[Point annotation dataset records]
··········
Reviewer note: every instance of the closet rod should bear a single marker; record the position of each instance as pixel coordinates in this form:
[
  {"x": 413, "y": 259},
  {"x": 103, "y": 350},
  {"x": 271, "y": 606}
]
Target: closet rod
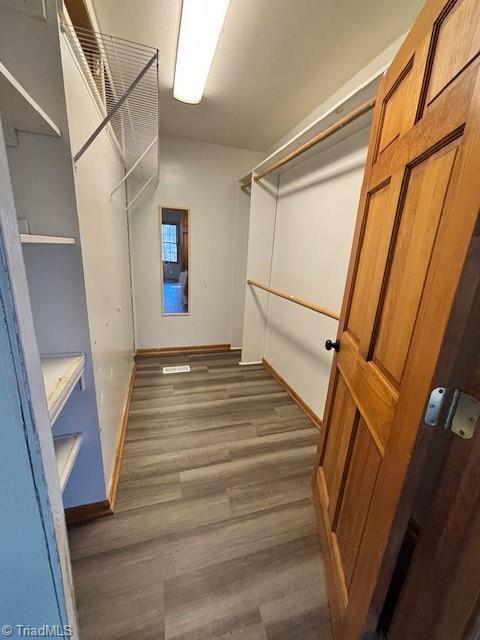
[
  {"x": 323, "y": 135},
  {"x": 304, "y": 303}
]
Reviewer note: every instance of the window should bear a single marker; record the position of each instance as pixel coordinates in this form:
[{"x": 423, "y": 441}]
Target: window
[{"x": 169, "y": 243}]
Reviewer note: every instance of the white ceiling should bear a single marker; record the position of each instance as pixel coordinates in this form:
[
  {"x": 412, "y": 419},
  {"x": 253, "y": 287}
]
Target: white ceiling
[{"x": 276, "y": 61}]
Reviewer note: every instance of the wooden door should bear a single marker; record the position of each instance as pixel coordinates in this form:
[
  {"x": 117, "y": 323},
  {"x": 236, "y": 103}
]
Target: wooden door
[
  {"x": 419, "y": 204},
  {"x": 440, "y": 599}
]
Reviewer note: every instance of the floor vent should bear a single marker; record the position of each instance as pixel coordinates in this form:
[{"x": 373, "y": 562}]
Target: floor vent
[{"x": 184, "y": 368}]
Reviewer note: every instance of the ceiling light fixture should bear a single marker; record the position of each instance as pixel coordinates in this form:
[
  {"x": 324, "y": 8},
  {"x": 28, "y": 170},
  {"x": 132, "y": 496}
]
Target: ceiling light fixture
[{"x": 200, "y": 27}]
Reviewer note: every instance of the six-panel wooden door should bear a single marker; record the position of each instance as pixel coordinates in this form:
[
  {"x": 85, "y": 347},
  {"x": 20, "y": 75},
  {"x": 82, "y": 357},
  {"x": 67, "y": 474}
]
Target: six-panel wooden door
··········
* [Task details]: Omit the pictures. Output every record above word for word.

* [Result of this task]:
Reviewer note: every instance of the closet rod should bear a single marker; record the position of each instance as pixel coordinates in this form:
[
  {"x": 413, "y": 259},
  {"x": 103, "y": 350},
  {"x": 271, "y": 606}
]
Target: closet rod
[
  {"x": 323, "y": 135},
  {"x": 304, "y": 303}
]
Reviewer note: every instance of the window should bear a single marker; record the position of each instance as pixel coordinates in this form:
[{"x": 423, "y": 441}]
Target: window
[{"x": 169, "y": 243}]
Reviewer note: every instance of the white ceiling should bear a single marker; record the position of each instance as pixel coordinates in this form:
[
  {"x": 412, "y": 419},
  {"x": 253, "y": 287}
]
Target: white ceiling
[{"x": 276, "y": 61}]
Reviewer note: every instance of the wooden door should bear a single marker; record the position of each instance as pixel coordinates in this form:
[
  {"x": 117, "y": 323},
  {"x": 236, "y": 103}
]
Target: wooden door
[
  {"x": 419, "y": 204},
  {"x": 440, "y": 599}
]
Reviewer note: every instance of the floor vent should bear a single marker; record the position of each instance as pixel coordinates in this form:
[{"x": 373, "y": 562}]
Target: floor vent
[{"x": 184, "y": 368}]
Reviewer note: every instance of the ceiling light fixture should bear a single marker; record the position of each instance as pixel coordinates in this form:
[
  {"x": 324, "y": 8},
  {"x": 28, "y": 170},
  {"x": 132, "y": 496}
]
Target: ceiling light fixture
[{"x": 200, "y": 27}]
Reviewer note: every instance of the six-panel wooden door should bear a single marker; record the position of each instance as pixel coordinates in this form:
[
  {"x": 85, "y": 347},
  {"x": 20, "y": 75},
  {"x": 82, "y": 357},
  {"x": 67, "y": 474}
]
Target: six-panel wooden door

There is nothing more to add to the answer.